WHAT THE TASK REQUIRES>
Please print the records below exactly as they are.
=== Begin Enclosure ===
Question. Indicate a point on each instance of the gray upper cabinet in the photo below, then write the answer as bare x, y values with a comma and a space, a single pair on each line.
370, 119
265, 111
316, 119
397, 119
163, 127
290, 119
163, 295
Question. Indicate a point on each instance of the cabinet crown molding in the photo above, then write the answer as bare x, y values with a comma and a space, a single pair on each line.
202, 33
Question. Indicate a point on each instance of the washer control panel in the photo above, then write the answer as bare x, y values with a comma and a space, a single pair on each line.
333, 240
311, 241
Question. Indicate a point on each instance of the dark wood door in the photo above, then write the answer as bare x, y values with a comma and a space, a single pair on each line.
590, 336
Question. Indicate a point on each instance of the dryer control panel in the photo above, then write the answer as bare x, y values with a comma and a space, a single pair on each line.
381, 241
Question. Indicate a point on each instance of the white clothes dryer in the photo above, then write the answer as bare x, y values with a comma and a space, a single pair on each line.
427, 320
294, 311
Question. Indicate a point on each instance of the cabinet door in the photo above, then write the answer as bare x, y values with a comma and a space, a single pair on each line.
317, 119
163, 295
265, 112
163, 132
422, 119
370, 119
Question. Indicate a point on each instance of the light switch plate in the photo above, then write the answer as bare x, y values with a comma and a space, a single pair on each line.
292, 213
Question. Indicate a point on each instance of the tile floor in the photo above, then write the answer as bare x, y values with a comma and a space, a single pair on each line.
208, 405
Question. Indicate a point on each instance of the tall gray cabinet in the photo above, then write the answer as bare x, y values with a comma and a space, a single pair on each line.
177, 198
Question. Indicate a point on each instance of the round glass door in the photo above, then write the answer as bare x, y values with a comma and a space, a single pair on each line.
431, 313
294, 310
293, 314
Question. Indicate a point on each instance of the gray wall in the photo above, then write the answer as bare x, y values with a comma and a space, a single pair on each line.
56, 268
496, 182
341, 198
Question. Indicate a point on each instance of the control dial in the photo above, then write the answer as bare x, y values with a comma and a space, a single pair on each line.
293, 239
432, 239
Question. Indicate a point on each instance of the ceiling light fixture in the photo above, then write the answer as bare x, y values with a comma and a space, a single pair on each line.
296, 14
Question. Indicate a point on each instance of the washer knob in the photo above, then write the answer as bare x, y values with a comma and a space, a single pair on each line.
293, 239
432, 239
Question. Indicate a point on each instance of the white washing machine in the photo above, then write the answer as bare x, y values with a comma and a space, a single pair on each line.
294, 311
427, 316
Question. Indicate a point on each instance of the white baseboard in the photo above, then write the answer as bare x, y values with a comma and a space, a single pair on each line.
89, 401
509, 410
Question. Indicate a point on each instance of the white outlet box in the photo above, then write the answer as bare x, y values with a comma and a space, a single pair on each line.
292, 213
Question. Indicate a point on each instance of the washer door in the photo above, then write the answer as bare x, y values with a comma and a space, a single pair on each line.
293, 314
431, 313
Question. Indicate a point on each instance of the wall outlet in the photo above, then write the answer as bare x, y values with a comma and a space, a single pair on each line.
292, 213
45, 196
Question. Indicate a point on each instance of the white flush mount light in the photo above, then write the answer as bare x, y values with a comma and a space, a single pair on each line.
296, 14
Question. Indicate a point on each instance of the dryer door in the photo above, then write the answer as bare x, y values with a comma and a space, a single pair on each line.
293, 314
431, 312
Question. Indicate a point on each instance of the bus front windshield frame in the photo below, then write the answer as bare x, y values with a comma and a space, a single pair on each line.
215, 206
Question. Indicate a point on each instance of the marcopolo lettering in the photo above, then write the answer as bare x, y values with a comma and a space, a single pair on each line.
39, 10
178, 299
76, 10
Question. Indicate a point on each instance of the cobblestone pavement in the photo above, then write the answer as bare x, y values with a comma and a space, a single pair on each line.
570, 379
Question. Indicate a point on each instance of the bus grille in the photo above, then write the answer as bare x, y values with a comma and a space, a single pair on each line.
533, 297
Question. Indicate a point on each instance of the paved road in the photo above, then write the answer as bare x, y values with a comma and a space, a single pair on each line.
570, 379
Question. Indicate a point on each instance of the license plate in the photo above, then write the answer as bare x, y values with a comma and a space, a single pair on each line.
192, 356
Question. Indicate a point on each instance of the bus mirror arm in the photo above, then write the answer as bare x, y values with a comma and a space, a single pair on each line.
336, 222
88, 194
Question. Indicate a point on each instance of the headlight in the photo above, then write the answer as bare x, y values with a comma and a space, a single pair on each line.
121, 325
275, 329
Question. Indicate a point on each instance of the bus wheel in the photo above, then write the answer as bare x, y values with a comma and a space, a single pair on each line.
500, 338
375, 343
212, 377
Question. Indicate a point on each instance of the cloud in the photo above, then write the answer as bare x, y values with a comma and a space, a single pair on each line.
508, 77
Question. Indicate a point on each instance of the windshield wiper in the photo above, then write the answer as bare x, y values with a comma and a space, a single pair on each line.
=== End Enclosure ===
EXERCISE RESULT>
Question. Indicate a point on each instance of the gray upper cabinet in the photo below, then write the answer as bare x, y values with a comma and a space, a single pair on each line.
370, 119
265, 111
316, 119
397, 119
163, 127
290, 119
163, 295
Question. Indicate a point on each instance of the cabinet crown molding in the photo above, then write the answer as bare x, y values with a comma and a space, a single pair on each line.
202, 33
Question. Indicate a point on each instance of the washer control panel in the photo above, then write the answer as bare x, y values with a comma and a space, a single pair on each line.
333, 240
311, 241
Question. Indicate a point on each instance of the dark wood door in the photo above, then write the answer as bare x, y values with a comma and a space, a single pair on each line.
590, 336
Question. Indicate a point on each instance of the dryer control panel in the photo above, then write the answer as bare x, y values with a comma and a space, a single pair on each line.
381, 241
Question. Indicate a point on each instance of the white clothes dryer in the photo above, then write the answer as bare x, y values with a comma and a space, a single pair on each line.
427, 320
294, 311
Question. Indicate a point on each instance of the cabinet door in the photo above, then write the answer as bare x, y values with a comma and a space, a single pair on each line.
317, 119
163, 295
265, 112
163, 132
422, 119
370, 119
Question. Indicate a point on each instance of the light switch plate in the photo above, then write the answer as bare x, y values with a comma and a space, a single pair on each line.
292, 213
Question. Indicate a point on each instance of the tile floor in the photo above, then write the answer as bare x, y values with a comma and a space, a single pair on each line.
208, 405
Question. Indicate a point on each instance of the tall gray cabinet in the photo above, then write the answer as bare x, y values with a comma and a space, a single pair on each line.
177, 198
Question. Indicate a point on each instance of the round glass door in the photo above, then write the answer as bare x, y values with a comma and a space, a single pair on each line.
431, 313
294, 310
293, 314
Question. Indicate a point on each instance of the gray wall in the photo above, then write the answer as bare x, y values with a comma and a space, a single pair on each line.
56, 268
496, 182
341, 198
Question. Indicate a point on each instance of the control dial in the photo above, then write the answer as bare x, y values with a comma and a space, a single pair on each line.
293, 239
432, 239
Question. Indicate a point on each instance of the ceiling light fixture in the photo above, then write the answer as bare x, y values with a comma and a space, a single pair on each line.
296, 14
Question. Indicate a point on each instance of the washer knob in the photo above, then write the answer as bare x, y values with a comma and a space, a single pair on each line.
293, 239
432, 239
Question. Indicate a point on each instance of the white washing machine in the photo above, then write the answer as bare x, y values with a comma and a space, a single pair on each line.
294, 311
427, 316
Question. Indicate a point on each instance of the white baseboard in the photo above, then write the answer as bare x, y values with a comma and a space, a single pair on each line.
89, 401
509, 410
Question. Indicate a point on each instance of the white outlet box in the photo above, then write the answer as bare x, y values with a comma and a space, a single pair on each line.
292, 213
Question. Indicate a point on each instance of the washer door in the photo above, then write the answer as bare x, y values with a comma and a space, a single pair on each line.
293, 314
431, 313
Question. Indicate a point on each instance of the wall outlet in the photo above, then write the answer as bare x, y values with a comma and a space, a single pair on each line.
292, 213
45, 196
Question. Indicate a point on each instance of the white flush mount light in the photo above, then write the answer as bare x, y values with a comma and a space, a single pair on each line.
296, 14
Question. Indicate a point on each instance of the dryer door in the photo above, then write the answer as bare x, y values with a comma and a space, a single pair on each line.
293, 314
431, 312
Question. Indicate a point on each instance of the bus front windshield frame in the photo below, then write the answer as bare x, y values with a comma and a space, a single pair on each line.
215, 206
Question. Indicate a point on each instance of the marcopolo lettering in the photo above, then write the answer as bare x, y values with a comma and a space, a single pair on each line.
39, 10
178, 299
76, 10
Question. Indicate a point on each instance of the cobblestone pavement in the photo above, then write the answer as bare x, y values with a comma and a space, a single pair on each line.
570, 379
Question. Indicate a point on each instance of the bus grille in the photo above, then write the answer as bare x, y values with a comma and a space, a single pair on each line.
533, 297
Question. Indicate a point on each instance of the paved road in the photo above, then write the answer as bare x, y values with a comma and a space, a single pair on each line.
570, 379
Question. Indicate a point on each instance of the license plate in the photo above, then write the answer as bare x, y values with a comma and a space, a single pair on each line.
192, 356
Question. Indicate a point on each instance of the bus mirror arm in the photo above, then write the answer as bare x, y values with a comma and a space, a single pair on each line.
336, 222
88, 194
Question. Indicate a point on each instance of the headlight in the photo above, then write the answer as bare x, y values with a comma and a space, a single pair on each line.
121, 325
275, 329
Question. Indicate a point on each instance of the bus wheel in the photo above, then write the answer as bare x, y values with a comma and a space, a single pair on each line.
500, 338
375, 343
212, 377
Question. Indicate a point on each instance of the cloud in the photo above, then write the answer as bare x, y values with a comma and a space, a single pair on each line.
508, 77
Question. Indicate a point on each instance of the windshield wiper in the photo above, then write the answer as bare x, y values with a comma and a space, a single pair on each line.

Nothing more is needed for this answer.